-- Objective --
Locate every line in the material below that contains the string "target", and copy each of those lines. Treat uppercase and lowercase letters as different.

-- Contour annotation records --

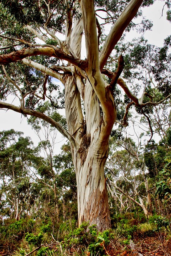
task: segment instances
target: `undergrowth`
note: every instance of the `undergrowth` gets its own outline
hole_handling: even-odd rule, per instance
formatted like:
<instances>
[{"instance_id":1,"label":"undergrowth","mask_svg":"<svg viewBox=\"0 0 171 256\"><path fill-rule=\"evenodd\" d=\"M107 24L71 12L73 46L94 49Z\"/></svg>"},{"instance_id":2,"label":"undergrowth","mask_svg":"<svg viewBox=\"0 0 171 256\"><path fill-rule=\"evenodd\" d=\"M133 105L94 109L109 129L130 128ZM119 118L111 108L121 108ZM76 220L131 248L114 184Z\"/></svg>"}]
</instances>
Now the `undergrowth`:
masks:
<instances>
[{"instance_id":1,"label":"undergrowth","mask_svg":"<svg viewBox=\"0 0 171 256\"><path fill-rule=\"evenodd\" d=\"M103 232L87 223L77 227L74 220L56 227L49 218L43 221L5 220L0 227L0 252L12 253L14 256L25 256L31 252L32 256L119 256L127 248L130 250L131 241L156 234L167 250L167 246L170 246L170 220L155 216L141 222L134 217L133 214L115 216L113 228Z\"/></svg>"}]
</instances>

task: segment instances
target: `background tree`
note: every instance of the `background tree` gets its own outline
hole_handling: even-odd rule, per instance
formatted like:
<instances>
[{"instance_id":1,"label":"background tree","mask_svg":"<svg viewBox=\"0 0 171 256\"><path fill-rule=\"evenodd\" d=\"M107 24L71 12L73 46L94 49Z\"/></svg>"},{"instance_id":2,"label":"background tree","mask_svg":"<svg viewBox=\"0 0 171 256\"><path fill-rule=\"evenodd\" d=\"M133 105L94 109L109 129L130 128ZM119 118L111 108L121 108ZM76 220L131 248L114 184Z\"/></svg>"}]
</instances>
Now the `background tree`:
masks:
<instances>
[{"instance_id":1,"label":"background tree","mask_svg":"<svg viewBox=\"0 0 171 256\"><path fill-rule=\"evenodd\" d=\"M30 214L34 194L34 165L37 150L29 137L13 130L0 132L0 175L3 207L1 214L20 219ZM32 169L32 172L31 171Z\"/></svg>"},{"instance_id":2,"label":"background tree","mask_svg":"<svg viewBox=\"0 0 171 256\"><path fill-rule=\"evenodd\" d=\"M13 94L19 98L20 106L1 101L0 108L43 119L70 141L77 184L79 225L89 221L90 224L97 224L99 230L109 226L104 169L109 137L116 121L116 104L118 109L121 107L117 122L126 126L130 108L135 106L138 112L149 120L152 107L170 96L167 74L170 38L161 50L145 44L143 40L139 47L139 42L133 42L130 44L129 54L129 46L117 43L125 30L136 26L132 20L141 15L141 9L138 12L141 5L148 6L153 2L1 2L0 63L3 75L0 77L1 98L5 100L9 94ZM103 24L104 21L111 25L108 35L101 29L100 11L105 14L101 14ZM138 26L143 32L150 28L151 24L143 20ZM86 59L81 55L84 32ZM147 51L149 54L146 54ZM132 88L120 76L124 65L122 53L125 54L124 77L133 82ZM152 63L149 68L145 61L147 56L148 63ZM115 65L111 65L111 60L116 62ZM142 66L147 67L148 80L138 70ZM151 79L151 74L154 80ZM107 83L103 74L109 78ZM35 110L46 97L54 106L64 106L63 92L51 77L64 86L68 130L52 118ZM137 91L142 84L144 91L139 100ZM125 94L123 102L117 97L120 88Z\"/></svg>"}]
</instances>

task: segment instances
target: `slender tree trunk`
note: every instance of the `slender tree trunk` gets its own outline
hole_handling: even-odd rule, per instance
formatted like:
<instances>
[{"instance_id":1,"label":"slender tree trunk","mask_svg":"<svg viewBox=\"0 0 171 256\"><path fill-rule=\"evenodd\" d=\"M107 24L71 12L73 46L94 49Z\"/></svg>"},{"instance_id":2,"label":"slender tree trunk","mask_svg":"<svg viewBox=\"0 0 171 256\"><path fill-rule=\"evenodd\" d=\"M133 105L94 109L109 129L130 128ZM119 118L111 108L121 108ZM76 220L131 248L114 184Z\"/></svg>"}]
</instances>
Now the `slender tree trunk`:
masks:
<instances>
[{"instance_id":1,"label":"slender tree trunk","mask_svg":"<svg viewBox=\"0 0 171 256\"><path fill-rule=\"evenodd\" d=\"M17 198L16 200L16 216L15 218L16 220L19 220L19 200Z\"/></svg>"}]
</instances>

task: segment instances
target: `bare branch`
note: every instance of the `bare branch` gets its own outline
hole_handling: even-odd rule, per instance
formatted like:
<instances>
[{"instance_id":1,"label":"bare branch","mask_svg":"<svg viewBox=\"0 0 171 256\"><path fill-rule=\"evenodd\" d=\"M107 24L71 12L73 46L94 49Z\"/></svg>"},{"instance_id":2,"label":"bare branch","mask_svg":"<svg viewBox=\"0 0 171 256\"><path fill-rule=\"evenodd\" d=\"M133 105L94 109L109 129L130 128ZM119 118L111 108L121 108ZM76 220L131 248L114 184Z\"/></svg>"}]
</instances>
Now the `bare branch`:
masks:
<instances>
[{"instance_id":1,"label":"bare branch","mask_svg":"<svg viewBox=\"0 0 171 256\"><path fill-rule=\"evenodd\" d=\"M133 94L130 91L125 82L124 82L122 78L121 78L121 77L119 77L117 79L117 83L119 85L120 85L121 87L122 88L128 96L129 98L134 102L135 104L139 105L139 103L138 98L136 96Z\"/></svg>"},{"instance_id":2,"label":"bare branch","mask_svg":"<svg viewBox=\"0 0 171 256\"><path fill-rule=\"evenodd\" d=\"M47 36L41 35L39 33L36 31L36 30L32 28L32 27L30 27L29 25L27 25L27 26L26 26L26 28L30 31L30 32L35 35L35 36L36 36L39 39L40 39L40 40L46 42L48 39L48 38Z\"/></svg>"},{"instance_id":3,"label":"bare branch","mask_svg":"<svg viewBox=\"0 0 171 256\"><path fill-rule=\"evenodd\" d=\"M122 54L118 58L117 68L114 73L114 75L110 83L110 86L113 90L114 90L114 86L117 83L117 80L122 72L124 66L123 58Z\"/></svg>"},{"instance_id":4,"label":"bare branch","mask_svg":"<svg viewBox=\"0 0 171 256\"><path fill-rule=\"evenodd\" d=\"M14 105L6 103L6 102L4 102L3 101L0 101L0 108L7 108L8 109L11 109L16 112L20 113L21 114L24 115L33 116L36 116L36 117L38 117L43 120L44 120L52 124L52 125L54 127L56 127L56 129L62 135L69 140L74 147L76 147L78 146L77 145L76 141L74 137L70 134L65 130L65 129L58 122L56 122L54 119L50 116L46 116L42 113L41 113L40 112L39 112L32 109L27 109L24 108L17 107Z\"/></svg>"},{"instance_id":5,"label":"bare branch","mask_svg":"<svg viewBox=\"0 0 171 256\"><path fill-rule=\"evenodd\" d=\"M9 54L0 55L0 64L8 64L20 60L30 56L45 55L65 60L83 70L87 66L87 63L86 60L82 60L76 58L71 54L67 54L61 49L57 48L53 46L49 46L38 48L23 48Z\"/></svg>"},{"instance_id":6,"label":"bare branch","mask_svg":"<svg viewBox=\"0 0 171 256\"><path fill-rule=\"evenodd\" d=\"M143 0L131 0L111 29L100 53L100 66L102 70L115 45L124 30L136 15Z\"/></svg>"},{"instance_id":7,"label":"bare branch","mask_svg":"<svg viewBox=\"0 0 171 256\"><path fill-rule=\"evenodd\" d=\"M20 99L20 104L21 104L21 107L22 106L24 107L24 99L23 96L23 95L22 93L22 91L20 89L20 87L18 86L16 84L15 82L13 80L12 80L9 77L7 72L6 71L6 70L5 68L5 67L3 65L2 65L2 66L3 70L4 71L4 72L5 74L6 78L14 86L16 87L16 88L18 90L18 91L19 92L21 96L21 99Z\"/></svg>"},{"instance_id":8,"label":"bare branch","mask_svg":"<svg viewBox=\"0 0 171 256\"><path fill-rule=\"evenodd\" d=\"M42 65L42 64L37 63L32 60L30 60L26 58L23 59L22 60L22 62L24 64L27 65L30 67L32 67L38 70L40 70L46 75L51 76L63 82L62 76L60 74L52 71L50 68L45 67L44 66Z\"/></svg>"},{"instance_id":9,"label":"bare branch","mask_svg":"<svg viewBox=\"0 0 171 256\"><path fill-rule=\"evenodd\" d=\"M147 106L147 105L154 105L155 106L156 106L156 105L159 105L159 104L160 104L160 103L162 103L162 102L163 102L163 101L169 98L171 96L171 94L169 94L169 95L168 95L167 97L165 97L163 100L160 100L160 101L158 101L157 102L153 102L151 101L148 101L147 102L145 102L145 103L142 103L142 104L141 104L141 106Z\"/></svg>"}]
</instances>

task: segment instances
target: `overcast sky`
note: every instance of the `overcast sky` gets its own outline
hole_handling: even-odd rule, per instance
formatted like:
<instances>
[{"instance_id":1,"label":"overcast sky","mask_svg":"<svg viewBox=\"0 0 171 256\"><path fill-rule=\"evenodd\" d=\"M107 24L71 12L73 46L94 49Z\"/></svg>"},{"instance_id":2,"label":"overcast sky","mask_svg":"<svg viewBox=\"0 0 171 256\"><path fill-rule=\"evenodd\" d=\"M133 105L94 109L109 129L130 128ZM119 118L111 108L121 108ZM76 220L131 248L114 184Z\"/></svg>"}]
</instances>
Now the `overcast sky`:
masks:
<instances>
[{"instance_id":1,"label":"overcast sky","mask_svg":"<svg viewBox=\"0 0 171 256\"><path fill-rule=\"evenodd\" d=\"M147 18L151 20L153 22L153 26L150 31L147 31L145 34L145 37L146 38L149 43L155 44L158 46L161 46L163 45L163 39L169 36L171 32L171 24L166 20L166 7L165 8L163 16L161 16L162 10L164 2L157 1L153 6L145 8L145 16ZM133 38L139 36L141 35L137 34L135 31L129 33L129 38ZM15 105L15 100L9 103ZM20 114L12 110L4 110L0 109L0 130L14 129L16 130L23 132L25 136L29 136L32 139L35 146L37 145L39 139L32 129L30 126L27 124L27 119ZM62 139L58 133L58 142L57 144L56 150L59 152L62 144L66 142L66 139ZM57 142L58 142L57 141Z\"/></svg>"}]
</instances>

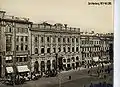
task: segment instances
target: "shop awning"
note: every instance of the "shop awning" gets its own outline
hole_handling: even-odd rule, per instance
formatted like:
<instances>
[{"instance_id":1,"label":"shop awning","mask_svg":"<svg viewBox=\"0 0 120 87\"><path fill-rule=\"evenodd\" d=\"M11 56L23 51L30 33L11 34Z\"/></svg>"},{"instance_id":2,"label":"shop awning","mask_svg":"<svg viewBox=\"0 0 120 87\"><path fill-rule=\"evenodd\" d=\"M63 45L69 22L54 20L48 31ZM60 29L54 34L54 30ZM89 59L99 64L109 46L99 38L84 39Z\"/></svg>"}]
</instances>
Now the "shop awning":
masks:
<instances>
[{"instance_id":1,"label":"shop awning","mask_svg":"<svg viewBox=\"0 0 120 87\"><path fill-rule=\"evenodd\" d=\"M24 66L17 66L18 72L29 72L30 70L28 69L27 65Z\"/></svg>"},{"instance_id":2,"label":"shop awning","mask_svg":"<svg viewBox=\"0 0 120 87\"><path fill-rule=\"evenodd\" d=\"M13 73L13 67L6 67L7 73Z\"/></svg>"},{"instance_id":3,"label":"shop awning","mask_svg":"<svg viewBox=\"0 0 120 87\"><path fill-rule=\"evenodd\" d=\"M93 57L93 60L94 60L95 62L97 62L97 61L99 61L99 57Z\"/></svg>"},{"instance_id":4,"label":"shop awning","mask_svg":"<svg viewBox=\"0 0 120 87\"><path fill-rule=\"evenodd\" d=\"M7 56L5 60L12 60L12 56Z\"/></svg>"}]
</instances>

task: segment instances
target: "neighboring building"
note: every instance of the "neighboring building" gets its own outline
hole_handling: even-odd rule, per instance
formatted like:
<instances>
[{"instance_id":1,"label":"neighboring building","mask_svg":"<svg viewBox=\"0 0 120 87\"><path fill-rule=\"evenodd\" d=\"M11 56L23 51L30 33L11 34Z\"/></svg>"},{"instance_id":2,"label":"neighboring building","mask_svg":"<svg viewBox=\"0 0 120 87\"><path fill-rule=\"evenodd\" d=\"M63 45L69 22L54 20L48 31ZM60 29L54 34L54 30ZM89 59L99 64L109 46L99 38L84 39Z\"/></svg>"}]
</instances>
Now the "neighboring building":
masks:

==

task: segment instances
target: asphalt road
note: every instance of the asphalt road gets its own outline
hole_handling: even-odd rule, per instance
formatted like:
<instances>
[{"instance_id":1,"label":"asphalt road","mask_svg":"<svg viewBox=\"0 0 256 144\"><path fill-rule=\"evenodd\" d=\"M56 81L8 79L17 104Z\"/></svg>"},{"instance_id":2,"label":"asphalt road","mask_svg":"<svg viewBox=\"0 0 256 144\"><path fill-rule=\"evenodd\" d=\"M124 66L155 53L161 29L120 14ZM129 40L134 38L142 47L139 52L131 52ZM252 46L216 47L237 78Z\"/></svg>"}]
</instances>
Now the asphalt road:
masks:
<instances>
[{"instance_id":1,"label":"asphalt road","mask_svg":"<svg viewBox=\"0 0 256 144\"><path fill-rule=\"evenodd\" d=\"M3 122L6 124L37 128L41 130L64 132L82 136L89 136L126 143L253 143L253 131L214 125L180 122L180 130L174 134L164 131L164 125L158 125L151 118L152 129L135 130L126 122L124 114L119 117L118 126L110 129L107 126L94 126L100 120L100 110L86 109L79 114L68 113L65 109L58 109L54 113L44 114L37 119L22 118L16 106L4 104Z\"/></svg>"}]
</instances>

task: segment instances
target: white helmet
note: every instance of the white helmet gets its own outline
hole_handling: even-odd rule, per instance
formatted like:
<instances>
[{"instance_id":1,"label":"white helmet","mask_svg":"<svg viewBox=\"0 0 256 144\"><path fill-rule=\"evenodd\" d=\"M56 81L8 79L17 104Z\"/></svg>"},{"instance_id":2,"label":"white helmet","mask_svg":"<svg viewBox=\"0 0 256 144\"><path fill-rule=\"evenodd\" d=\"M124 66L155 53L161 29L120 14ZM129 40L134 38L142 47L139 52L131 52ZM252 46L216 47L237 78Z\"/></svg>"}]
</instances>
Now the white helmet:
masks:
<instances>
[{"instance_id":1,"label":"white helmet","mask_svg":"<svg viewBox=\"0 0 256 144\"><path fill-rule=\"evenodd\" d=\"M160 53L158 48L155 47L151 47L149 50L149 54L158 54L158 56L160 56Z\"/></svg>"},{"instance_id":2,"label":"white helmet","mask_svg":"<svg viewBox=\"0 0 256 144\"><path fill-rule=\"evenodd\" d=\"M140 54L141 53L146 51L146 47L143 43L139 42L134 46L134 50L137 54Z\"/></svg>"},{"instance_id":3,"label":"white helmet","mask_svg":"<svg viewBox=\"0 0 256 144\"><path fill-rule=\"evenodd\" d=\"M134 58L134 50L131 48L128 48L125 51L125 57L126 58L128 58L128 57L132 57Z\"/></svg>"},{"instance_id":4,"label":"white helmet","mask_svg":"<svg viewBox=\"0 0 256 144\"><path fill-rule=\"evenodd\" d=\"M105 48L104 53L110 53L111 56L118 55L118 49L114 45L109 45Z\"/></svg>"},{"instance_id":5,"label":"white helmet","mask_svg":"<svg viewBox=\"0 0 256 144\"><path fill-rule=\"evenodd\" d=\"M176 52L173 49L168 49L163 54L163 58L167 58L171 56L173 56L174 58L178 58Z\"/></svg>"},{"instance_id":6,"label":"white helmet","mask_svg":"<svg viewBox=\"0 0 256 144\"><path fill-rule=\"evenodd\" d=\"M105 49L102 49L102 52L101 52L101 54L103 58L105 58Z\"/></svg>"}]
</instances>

--

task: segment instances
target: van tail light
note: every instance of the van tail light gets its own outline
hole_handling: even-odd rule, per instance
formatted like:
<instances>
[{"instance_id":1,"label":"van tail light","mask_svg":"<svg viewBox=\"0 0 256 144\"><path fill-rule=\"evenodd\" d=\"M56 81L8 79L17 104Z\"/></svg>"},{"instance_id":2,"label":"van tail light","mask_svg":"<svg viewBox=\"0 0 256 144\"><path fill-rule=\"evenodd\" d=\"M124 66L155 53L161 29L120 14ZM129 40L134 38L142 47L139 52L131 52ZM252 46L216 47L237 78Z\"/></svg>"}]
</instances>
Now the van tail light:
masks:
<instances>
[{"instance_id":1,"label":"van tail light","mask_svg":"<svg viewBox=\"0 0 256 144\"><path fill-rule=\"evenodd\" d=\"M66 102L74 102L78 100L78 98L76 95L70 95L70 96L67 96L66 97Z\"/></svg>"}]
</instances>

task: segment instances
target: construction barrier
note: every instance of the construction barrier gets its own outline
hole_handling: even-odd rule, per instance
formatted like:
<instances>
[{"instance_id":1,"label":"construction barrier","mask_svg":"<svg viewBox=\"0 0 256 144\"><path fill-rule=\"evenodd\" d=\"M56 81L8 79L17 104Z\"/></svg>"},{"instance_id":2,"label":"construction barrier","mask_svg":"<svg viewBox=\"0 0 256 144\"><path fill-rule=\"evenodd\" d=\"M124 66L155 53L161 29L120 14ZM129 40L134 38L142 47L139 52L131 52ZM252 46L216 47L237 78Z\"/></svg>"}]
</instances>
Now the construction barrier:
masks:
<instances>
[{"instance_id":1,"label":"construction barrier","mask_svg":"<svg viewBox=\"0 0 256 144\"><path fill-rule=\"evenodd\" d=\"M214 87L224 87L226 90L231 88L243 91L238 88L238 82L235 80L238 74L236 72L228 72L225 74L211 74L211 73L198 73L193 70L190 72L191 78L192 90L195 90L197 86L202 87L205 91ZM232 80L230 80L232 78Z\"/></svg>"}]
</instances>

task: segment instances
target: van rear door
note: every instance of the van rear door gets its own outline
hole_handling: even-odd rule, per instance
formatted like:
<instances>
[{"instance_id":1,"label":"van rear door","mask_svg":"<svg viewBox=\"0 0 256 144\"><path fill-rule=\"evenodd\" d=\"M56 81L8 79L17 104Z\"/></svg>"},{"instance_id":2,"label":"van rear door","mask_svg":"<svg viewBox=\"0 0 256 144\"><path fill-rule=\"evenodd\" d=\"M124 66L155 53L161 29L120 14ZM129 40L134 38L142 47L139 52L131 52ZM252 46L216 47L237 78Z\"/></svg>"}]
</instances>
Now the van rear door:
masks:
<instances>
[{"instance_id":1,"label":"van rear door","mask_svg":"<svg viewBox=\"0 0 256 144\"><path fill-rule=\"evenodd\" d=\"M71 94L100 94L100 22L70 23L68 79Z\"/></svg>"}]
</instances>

-- Answer to the task --
target: `undergrowth`
target: `background tree`
target: `slender tree trunk`
target: `bare branch`
target: `overcast sky`
target: "shop awning"
target: "neighboring building"
target: asphalt road
target: white helmet
target: van tail light
target: construction barrier
target: van rear door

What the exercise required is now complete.